====== Text under study ======

Dark-footed ant spiders are some twisted little arachnoids!

So in terms of security, an attacker is disguising his packets so a system doesn’t detect him just so he can attack a system…

I give up, I tried 🙂

mcb July 2, 2009 11:29 AM

@ Kent Brockman

When you said “overlords” I’m sure you meant “protectors” (to paraphrase Jonathan Coulton).

bobble-head July 2, 2009 5:37 PM

Another thing to remember is that natural selection culls individuals at different rates, which affects rates of gene expression in populations. As long as the genes persist in the population, it can be a win for the genes, even if it’s a lose for the individual. A human will generally consider the culling of an individual to be a detriment, especially if the individual being culled is the one doing the considering.

Clive Robinson July 2, 2009 5:51 PM

@ Bruce,

You left out “being owned”

There is a parasite that like many (tapeworms etc) has a life cycle that involves two hosts.

One of which is the common garden snail.

The snail ingests the parasite which grows inside it and develops.

At some point it works it’s way up into the left eye stalk of the snail and makes the snail go to a visable place. The parasite makes it’s self highly visable to attract birds. Which eat the snail and ingest the parasite to continue the cycle.

What is not understood is why it is always the same eye stalk and how it takes control of the snail so that it becomes a meal for a bird.

Clive Robinson July 2, 2009 6:25 PM

Sorry I forgot to mention the snail parasite in my above post, it’s,

Leucochloridium paradoxum

(Technicaly it’s not a parasite but a “parasoid” as it kills it’s host as do the young of creatures like the digger wasp).

As I had to go and look it up (my memory and spelling leaving more than a little to be desired…) I dug up a couple of refrences for it,

Leucochloridium’s life cycle is shown in great detail in David Attenborough’s TimeLife video “Living Together”.

There was also an article in Scientific American with some rather good pictures of a snail with it in it’s eye stalk and the display it puts on to atract a bird,

Rennie, J. “Trends in Parasitology: Living Together” Scientific American January, 1992 pp 123-133.

====== Data for review ======

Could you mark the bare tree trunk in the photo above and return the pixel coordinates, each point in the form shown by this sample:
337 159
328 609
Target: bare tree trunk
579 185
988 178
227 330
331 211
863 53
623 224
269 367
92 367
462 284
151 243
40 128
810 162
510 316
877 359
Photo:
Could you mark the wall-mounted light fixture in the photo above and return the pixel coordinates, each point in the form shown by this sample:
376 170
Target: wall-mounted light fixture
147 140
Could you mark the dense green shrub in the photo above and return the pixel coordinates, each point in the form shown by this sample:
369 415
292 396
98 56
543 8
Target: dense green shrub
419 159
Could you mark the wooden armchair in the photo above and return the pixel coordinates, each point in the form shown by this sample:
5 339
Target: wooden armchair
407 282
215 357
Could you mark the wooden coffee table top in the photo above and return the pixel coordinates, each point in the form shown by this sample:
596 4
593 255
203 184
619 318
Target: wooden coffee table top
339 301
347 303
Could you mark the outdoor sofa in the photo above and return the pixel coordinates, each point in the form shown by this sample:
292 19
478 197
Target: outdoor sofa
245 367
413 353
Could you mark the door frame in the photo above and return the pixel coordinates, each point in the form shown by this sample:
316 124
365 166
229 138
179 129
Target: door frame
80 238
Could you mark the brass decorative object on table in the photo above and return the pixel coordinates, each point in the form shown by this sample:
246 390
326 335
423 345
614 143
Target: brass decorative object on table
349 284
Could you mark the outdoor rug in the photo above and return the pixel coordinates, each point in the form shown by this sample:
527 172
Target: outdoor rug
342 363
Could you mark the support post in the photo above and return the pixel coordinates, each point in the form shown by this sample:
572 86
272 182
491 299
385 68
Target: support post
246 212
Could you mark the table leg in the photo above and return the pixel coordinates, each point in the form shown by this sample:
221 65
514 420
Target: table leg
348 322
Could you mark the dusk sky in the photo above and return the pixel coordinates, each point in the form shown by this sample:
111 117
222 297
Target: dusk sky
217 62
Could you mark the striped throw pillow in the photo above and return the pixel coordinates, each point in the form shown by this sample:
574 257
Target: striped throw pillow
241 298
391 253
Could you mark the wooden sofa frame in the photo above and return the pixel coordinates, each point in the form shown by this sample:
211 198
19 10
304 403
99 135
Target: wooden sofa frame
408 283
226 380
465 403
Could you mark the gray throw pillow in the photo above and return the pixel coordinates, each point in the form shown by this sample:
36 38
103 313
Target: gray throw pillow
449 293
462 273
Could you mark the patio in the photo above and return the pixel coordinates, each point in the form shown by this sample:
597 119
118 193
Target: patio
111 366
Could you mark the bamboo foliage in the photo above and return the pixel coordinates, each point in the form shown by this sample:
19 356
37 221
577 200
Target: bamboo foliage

======

Reproduce, word for word, the passage of the comment thread that begins at the words "When you said" and ends after "doing the considering.".

When you said “overlords” I’m sure you meant “protectors” (to paraphrase Jonathan Coulton).

bobble-head July 2, 2009 5:37 PM

Another thing to remember is that natural selection culls individuals at different rates, which affects rates of gene expression in populations. As long as the genes persist in the population, it can be a win for the genes, even if it’s a lose for the individual. A human will generally consider the culling of an individual to be a detriment, especially if the individual being culled is the one doing the considering.